:: Stated goal ::
Copy the passage of the Shithouse review between "Shithouse is a strange" and "Shithouse (2020)", inclusive.

:: Document excerpt ::
○ ○ ○ ○ ○
Shithouse is a strange title for such a sweet campus comedy
Watch This offers movie recommendations inspired by new releases, premieres, current events, or occasionally just our own inscrutable whims. This week: For the final Watch This series of the year, we’re again highlighting some of the best movies of 2020 that we didn’t review.
Shithouse (2020)
Shithouse is a lovely college-set romantic comedy that has been inexplicably titled like a wannabe Harmony Korine provocation. Its distracting and unfitting moniker is one of the few missteps made by writer-director-star Cooper Raiff, in his first film in all three of those roles. Raiff plays Alex, a college student who’s more than halfway through his freshman year and has yet to make any kind of lasting connection with his classmates. Thousands of miles from his Texas hometown, Alex embodies a common loneliness nonetheless often ignored by college movies: He sincerely misses his mom (Amy Landecker) and little sister (Olivia Welch); he’s discomfited by the idea of drunken trysts; and he generally has trouble getting out of his own head. His roommate, Sam (Logan Miller), the kind of pot-smoking horndog who would catalyze wild shenanigans in a typical campus comedy, can barely disguise his contempt.
Sam nonetheless lets Alex know that the weekend’s big party is happening at a residence nicknamed Shithouse; Alex is the type of guy who immediately asks if there’s another party available somewhere else. There isn’t, and his attendance at Shithouse goes about as well as he expects. When he returns to his dorm, he has a chance interaction with his RA, Maggie (Dylan Gelula from Unbreakable Kimmy Schmidt), a year ahead of him in school and vastly more socially comfortable with college life. At first, their conversation is awkward, leading to an equally awkward bedroom hook-up. But they grow more comfortable with each other through that reliable young-person standby of simply refusing to go to bed. Soon they’re taking a walk and embarking on their own Gen Z version of Before Sunrise. Maggie speaks with rapid-fire self-effacement, while Alex relaxes, at least a little bit, and opens up to the possibilities of college beyond the looming option of transferring somewhere closer to home.
○ ○ ○ ○ ○
[Records from a collection]

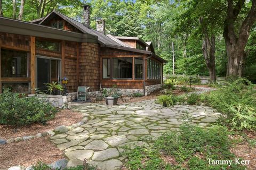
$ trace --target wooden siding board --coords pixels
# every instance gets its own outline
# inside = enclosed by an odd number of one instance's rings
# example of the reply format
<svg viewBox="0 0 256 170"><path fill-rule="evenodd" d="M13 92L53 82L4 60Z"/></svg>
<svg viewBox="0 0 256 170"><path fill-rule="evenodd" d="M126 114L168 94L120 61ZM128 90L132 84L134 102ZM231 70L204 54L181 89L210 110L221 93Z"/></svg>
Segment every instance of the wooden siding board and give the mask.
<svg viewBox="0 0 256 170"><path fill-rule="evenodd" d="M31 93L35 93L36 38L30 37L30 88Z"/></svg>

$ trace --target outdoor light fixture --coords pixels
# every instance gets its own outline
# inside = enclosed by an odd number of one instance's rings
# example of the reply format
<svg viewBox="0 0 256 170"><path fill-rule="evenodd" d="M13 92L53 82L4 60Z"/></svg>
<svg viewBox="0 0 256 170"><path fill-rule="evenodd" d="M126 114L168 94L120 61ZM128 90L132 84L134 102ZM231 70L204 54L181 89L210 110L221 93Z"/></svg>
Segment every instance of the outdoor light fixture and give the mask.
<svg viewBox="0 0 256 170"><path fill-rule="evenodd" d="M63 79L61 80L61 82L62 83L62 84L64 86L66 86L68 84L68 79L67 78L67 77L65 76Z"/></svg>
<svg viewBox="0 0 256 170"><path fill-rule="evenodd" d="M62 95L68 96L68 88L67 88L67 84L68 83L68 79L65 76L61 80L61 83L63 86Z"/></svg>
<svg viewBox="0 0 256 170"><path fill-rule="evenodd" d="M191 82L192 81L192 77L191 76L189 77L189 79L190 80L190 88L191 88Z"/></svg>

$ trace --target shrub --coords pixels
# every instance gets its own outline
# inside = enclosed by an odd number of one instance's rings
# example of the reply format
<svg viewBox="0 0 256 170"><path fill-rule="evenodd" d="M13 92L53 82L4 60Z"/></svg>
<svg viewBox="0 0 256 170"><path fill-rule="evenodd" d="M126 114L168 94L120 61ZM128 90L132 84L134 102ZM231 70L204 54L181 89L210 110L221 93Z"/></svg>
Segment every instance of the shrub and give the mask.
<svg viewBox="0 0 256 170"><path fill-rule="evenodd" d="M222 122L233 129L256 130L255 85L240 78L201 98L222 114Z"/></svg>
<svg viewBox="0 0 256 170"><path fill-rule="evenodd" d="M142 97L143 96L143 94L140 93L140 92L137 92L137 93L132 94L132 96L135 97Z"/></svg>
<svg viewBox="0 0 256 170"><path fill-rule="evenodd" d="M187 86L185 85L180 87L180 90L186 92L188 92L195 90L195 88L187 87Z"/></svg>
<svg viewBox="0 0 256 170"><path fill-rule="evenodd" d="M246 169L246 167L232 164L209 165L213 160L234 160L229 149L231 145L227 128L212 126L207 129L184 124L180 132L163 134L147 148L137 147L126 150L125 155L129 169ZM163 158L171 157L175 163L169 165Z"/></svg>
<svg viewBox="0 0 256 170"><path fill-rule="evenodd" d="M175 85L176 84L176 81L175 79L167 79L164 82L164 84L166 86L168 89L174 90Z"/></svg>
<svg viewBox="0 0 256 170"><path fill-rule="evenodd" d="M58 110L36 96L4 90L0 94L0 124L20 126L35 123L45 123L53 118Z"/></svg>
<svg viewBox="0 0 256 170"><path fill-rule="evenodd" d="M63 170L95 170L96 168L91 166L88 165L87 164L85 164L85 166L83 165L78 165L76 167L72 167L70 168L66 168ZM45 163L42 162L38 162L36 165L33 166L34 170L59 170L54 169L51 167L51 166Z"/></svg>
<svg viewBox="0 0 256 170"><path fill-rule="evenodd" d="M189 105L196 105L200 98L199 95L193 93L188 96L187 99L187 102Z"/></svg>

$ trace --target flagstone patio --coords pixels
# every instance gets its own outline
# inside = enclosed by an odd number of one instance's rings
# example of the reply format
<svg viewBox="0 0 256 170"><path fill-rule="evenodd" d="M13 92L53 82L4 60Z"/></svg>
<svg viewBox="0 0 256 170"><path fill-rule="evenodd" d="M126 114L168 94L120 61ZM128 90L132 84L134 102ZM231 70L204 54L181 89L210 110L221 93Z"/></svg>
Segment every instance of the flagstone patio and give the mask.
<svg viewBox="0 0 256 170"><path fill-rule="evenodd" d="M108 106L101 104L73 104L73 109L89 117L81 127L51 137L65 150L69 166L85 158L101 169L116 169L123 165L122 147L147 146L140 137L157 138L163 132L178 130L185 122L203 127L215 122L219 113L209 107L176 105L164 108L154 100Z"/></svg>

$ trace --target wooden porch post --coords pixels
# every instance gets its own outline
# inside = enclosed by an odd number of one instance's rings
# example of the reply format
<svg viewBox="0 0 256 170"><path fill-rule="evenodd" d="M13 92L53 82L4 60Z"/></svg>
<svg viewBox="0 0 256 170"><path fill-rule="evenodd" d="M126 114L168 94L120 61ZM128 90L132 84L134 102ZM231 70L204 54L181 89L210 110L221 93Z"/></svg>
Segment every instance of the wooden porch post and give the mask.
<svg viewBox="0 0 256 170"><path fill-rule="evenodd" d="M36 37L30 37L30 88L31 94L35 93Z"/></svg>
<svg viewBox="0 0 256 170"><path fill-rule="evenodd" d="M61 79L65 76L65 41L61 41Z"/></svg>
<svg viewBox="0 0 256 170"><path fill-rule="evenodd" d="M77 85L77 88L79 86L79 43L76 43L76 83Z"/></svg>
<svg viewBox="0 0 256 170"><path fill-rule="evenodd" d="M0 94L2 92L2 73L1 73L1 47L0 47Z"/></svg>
○ ○ ○ ○ ○
:: Task output ::
Shithouse is a strange title for such a sweet campus comedy
Watch This offers movie recommendations inspired by new releases, premieres, current events, or occasionally just our own inscrutable whims. This week: For the final Watch This series of the year, we’re again highlighting some of the best movies of 2020 that we didn’t review.
Shithouse (2020)